**Teks Halaman**

Opini
Pendidikan di Indonesia, tepatnya pada bagian sekolah formal (PAUD, SD,
SMP/MTs, SMA/SMK, Mahasiswa) dari segi fasilitas, biaya hingga materi sampai
saat ini semakin dimudahkan.
Fasilitas dan
Biaya akan sangat membantu jika dimudahkan, dapat mengatasi anak didik yang
ingin sekolah namun tidak berkecukupan. Tapi bagaimana dengan Materi? Materi
adalah pelajaran yang didapatkan oleh murid-murid di sekolah, seperti
matematika, IPA, IPS, Fisika, Kimia, Sejarah, Sosiologi dan lain-lain.
Menurut saya sekarang ini, orangtua ingin anak didik mendapatkan
pelajaran yang mudah, tidak ada tugas rumah atau tugas kelompok yang
menyulitkan, bahkan ada orangtua yang tidak perduli dengan buku-buku pelajaran
anak didik tersebut. Muncul berbagai pendapat bahwa ada masyarakat Indonesia
yang menginginkan agar anak didik dapat fokus kepada satu materi saja. Jika anak
didik tersebut berpotensi di bidang Matematika, jangan paksa agar anak didik
tersebut mahir di bidang Sosial.
Kementerian
Pendidikan dan Kebudayaan di Indonesia pun terus memberikan inovasi terbaru utk
memperbaiki sistem pendidikan di Indonesia.
“Kementrian Pendidikan dan Kebudayaan (Kemdikbud) mengeluarkan surat edaran terkait dengan Ujian Nasional 2017 yang menyebutkan, khusus untuk siswa SMA, mereka dapat memilih sendiri salah satu mata pelajaran yang diujikan di UN. Selain itu, UN tak berkaitan dengan lulus tidaknya seorang siswa. Menurut Muhadjir, UN hanya untuk mengetahui seberapa dalam seorang siswa menguasai materi yang diajarkan di sekolah sebagai bahan evaluasi Kemdikbud. Muhadjir menambahkan, dengan siswa memilih salah satu mata pelajaran yang diujikan, pendalaman materi akan lebih dapat diukur.” - detik.com 19 Januari 2017 16:39 WIB.
Artinya, inovasi
yang diberikan oleh Kemdikbud sejalan dengan kemauan dari orangtua sekarang ini
yaitu; memudahkan anak didik.
Saya ingin memberikan pendapat dari segi materi yang terus dimudahkan
oleh Pemerintah. Untuk hal ini saya memberikan contoh kasus atas hal yang sudah
saya alami.

**Tugas**
Lanjutkan opini tentang pendidikan di Indonesia di atas, mulai sesudah kalimat terakhirnya. Baris-baris di bawah ini diambil dari sumber lain.

Entri Tersimpan:
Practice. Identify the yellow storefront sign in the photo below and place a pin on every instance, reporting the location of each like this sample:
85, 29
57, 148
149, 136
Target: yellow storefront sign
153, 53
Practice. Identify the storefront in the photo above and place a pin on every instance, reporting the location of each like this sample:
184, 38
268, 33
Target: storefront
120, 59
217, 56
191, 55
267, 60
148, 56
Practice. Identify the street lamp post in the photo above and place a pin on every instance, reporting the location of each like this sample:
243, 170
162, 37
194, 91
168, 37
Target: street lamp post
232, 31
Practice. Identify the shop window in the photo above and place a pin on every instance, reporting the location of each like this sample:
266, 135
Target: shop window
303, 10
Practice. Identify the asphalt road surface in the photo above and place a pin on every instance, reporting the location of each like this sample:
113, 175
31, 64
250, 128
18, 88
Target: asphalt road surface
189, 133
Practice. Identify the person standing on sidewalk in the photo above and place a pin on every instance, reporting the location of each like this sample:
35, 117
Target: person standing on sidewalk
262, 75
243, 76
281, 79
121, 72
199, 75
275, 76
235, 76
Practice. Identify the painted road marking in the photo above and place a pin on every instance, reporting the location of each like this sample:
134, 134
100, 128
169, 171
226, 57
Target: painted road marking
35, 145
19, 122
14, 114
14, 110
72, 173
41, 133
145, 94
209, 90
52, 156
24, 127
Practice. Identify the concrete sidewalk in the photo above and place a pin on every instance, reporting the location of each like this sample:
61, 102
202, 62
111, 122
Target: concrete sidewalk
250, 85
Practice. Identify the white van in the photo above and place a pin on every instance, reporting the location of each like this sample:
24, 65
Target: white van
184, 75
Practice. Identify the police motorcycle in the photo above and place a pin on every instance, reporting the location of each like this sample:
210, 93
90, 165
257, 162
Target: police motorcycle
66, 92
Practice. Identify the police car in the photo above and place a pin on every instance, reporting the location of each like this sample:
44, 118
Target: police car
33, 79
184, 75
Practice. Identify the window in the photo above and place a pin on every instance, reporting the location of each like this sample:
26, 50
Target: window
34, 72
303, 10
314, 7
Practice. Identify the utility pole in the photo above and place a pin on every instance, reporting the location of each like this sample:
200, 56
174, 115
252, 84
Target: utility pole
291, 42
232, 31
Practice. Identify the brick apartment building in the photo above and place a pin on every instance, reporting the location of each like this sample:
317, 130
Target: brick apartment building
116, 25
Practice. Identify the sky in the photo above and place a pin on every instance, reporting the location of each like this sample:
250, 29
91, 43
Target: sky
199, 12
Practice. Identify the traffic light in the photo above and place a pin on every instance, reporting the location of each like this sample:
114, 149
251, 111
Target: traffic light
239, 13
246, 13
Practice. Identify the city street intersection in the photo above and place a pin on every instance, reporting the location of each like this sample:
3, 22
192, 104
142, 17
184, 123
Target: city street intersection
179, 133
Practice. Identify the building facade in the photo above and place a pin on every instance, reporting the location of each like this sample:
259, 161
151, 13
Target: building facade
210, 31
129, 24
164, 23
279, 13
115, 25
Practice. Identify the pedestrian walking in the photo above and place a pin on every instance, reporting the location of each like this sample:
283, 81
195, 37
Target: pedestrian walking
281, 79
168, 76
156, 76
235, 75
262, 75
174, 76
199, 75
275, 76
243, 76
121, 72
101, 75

---

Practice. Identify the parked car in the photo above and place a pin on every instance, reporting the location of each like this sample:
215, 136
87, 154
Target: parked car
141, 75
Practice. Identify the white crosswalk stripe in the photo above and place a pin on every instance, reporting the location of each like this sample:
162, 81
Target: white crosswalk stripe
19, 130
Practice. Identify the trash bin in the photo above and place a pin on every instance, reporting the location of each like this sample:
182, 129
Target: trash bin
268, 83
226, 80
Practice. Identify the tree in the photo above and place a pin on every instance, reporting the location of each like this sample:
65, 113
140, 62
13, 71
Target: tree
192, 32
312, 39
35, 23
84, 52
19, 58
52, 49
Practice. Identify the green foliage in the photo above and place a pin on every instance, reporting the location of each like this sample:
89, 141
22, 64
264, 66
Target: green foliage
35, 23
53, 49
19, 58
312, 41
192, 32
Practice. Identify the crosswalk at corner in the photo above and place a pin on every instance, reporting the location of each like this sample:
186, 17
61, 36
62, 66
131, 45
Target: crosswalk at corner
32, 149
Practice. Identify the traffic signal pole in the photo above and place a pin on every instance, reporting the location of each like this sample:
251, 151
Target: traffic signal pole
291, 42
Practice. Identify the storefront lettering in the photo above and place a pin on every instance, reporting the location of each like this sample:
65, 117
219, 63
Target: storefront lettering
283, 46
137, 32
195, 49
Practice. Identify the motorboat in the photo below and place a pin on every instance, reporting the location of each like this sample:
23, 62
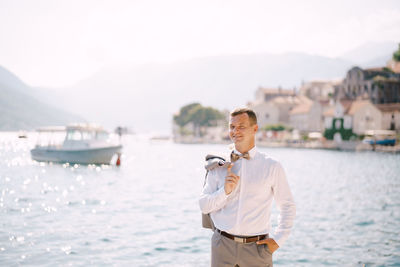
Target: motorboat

**Hasil**
Saya lulusan
tahun 2006 SD Swasta Kristen Kalam Kudus Pematangsiantar. Sekolah swasta dimana
uang sekolahnya dikategorikan mahal, dan bergengsi. Saya mengingat bahwa ketika
saya ada di sekolah tersebut nilai akademik saya diatas rata-rata; nilai saya
diatas 90-100/100 namun tidak mendapatkan juara. Sangat sulit mendapatkan juara
1, 2, dan 3 pada saat itu. Kedua orangtua saya adalah Guru. Mereka berpendapat,
materi-materi yang diberikan oleh sekolah itu pun sangat sulit untuk diatasi
oleh anak sekolah dasar. Saya belajar dengan sungguh-sungguh dengan bantuan
kakak tertua saya. Sampai akhirnya, pada kelas III SD saya pernah mendapatkan
juara 3 kelas. Perasaan saya saat itu sangat bangga.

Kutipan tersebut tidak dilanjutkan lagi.